_EXERCISE AIM_:
For the data below, give the number of lines containing "wooden" and nothing more.

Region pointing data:

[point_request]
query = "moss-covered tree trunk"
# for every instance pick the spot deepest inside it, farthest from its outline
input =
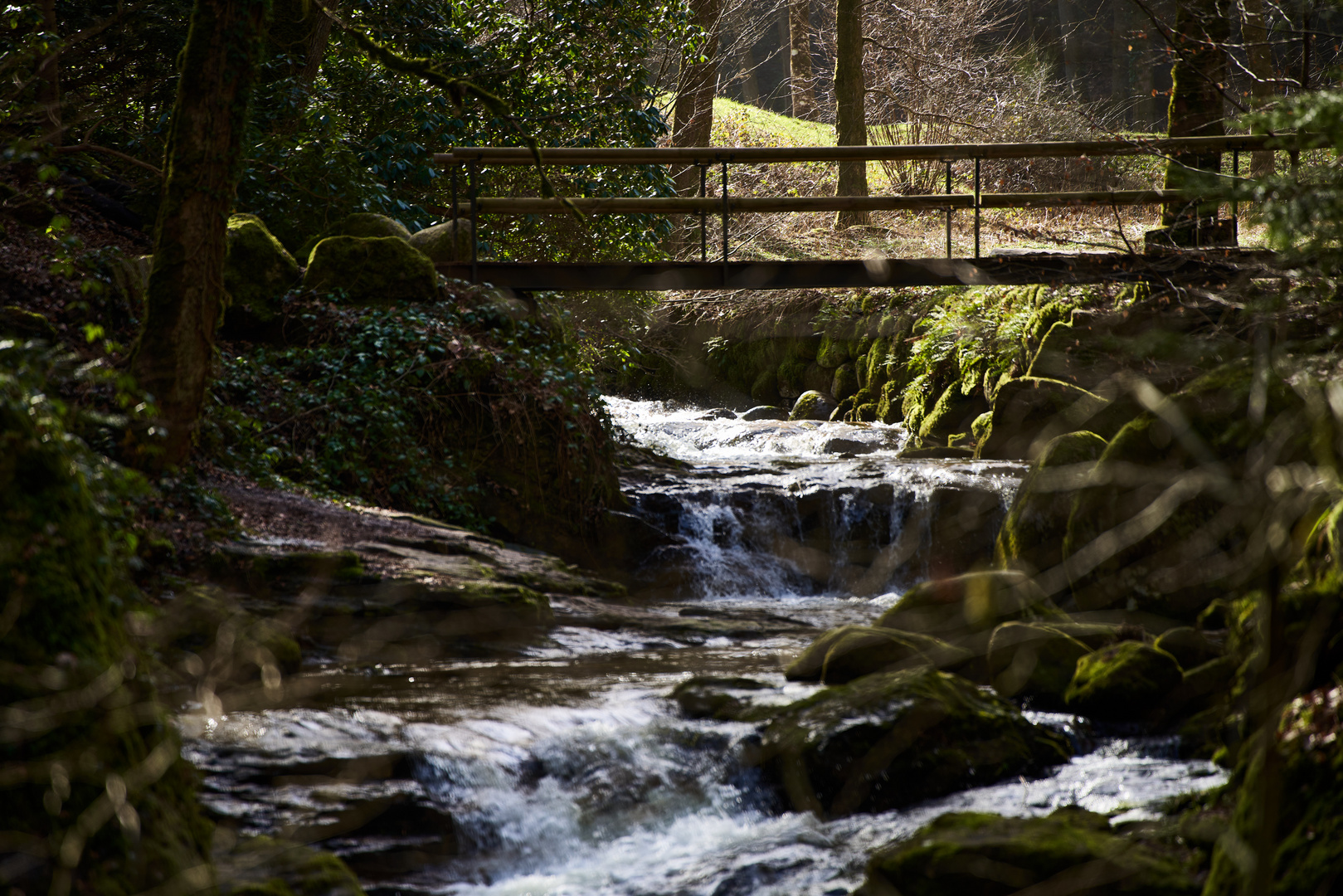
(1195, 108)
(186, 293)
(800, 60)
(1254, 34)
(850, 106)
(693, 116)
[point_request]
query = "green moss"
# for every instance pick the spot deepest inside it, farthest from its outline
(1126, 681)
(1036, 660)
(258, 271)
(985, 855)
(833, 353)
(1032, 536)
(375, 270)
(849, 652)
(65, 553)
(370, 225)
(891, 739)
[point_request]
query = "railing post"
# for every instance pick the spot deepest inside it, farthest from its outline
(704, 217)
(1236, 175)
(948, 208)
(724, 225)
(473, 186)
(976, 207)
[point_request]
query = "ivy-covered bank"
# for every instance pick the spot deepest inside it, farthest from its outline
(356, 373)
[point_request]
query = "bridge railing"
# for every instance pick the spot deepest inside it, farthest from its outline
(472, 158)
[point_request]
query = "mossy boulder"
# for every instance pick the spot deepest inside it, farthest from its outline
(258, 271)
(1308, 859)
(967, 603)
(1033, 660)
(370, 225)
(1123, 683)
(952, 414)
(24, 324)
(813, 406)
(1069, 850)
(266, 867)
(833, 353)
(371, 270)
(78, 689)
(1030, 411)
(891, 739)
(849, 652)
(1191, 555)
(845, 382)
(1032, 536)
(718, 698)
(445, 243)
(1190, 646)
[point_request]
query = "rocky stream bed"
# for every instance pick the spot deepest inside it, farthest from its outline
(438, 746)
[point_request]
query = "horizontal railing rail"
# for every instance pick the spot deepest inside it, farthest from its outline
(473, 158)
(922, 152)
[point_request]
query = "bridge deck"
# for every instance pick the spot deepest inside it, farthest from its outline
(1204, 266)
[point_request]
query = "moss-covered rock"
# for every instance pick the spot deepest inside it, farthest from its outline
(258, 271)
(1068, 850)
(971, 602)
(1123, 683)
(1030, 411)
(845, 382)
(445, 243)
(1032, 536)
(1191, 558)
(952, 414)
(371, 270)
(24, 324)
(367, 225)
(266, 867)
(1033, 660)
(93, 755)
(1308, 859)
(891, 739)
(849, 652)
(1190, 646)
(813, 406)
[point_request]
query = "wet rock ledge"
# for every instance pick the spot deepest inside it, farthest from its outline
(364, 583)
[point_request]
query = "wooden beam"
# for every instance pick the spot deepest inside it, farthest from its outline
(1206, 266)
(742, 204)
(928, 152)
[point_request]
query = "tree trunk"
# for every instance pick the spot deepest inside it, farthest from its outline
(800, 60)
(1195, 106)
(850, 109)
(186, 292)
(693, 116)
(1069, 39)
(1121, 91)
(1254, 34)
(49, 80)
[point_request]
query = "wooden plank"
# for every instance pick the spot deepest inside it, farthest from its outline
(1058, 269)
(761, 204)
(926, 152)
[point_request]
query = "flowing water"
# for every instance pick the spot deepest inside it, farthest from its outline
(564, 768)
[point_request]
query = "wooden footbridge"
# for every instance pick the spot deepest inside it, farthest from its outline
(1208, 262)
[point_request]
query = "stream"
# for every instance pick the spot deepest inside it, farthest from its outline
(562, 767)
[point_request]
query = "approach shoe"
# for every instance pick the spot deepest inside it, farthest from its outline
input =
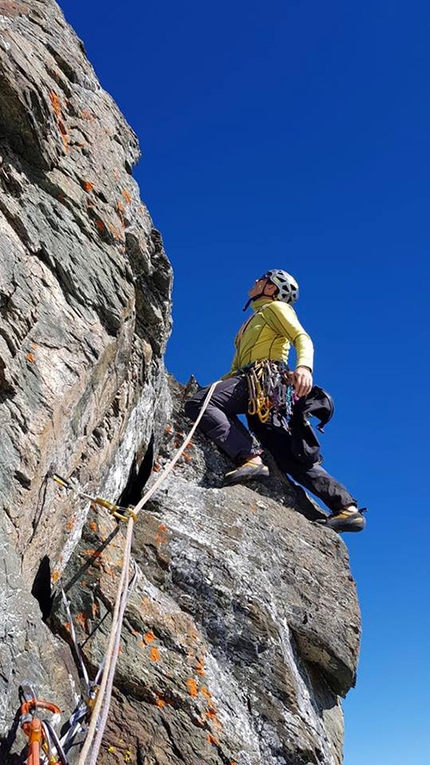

_RESPONSE BOX_:
3